**Data extracts:**

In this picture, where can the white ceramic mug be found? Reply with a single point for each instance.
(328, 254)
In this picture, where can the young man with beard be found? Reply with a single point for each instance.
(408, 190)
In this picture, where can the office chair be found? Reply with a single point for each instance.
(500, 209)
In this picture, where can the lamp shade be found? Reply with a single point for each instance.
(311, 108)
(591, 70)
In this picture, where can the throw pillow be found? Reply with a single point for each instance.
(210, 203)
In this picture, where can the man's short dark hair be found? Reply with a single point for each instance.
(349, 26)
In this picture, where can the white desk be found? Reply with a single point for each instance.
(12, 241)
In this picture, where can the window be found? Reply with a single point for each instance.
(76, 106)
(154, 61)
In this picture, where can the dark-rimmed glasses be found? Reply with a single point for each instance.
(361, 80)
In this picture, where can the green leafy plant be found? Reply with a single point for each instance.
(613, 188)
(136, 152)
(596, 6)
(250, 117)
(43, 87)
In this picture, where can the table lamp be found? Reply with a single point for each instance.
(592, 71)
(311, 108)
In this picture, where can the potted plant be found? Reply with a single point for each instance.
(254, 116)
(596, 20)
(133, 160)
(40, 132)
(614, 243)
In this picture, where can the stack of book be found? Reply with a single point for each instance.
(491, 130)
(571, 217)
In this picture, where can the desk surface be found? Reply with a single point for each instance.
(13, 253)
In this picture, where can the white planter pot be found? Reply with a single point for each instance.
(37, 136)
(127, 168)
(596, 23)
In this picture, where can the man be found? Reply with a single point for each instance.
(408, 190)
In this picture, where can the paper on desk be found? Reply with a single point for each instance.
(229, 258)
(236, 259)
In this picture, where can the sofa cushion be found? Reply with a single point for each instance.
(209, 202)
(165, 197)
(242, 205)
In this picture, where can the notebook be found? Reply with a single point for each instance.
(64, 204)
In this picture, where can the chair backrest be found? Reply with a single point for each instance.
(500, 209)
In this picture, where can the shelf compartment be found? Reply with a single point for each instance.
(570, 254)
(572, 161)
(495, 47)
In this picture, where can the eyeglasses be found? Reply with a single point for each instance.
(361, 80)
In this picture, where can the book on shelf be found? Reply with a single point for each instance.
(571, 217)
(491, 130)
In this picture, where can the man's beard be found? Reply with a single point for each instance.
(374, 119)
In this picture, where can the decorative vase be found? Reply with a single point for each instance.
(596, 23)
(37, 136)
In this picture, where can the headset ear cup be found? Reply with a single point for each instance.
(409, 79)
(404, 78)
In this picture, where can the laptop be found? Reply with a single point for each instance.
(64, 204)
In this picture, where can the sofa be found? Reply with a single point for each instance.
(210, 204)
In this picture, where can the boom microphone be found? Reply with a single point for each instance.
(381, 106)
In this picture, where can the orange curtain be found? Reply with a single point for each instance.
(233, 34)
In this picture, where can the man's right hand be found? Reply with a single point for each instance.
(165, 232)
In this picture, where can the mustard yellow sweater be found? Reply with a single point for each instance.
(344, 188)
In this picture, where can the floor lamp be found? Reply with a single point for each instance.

**The problem:**
Repeat the whole listing exactly, keeping every line intact.

**Task result:**
In this picture, where can the white ceramic mug be found? Reply with a single point for each instance.
(328, 254)
In this picture, where can the young man with beard be found? Reply with a single point for each instance.
(408, 190)
In this picture, where can the office chair be found? Reply with a single point for each instance.
(500, 209)
In this picture, where can the lamp shade be found? Reply with a single point for each instance.
(311, 108)
(591, 70)
In this picture, where can the throw pillow be found? Reply with a single point for each instance.
(210, 203)
In this picture, where can the man's short dark hair be found? Reply with a single point for each instance.
(349, 26)
In this picture, where can the white desk be found? Reply with a single point for each instance.
(12, 241)
In this picture, where can the window be found? Reply with a single point for each instance.
(76, 106)
(154, 61)
In this picture, where can the dark-rimmed glasses be found? Reply with a single point for each instance.
(361, 80)
In this picture, where can the green leafy plant be found? Reply with a single point for each instance.
(613, 188)
(136, 152)
(596, 6)
(250, 117)
(43, 87)
In this picture, where can the table lamp be found? Reply with a single point for each instance.
(592, 71)
(311, 108)
In this picture, where can the potted plant be found? Reply with a single point for each instance.
(254, 116)
(596, 20)
(133, 160)
(40, 132)
(614, 243)
In this picture, where can the stack of book be found? Reply with a single point for each instance.
(491, 130)
(571, 217)
In this picture, where can the desk surface be found? Reply with a single point for each instance.
(13, 253)
In this picture, where can the white planter pot be found? Reply with a single point for each instance.
(37, 136)
(127, 168)
(596, 23)
In this picture, where can the man be found? Reply with a single point for each instance.
(408, 190)
In this picture, where can the paper on desk be found? Reply with a single point for each instance.
(229, 258)
(236, 259)
In this picture, where can the sofa cushion be found? Reply with a single point for each instance.
(209, 202)
(165, 197)
(242, 205)
In this picture, where can the notebook be found? Reply with a single point for each instance.
(64, 204)
In this picture, where can the chair backrest be found? Reply with a single point for each instance.
(500, 209)
In this picture, where can the shelf compartment be found? Reply with a single point for each instance.
(570, 254)
(572, 161)
(495, 47)
In this picture, where can the eyeglasses be found? Reply with a single point for each instance.
(361, 80)
In this picture, where can the book on shelf be found? Reply with a single point for each instance.
(571, 217)
(491, 130)
In this picture, where can the man's beard be found? Reply with a single point for each instance.
(374, 119)
In this picture, where can the decorative vase be found? Reply with a single point for each instance.
(596, 23)
(37, 136)
In this picture, where can the headset ear cup be found? Reply with a single point for each instance.
(409, 79)
(404, 78)
In this picture, where can the laptop be found? Reply with a single point for each instance.
(64, 204)
In this picture, where can the sofa be found? Reply with a single point for each instance.
(210, 204)
In this picture, where can the boom microphone be found? Reply with a single point for each instance.
(381, 106)
In this picture, where can the orange curtain be found? Reply with a single point for each instance.
(233, 34)
In this picture, where can the man's right hand be found? Reply with a single point for each instance.
(165, 232)
In this picture, where can the mustard yellow sweater be found? Reply with a single point for each instance.
(344, 188)
In this picture, where can the floor lamp be found? Reply with a single point for each instance.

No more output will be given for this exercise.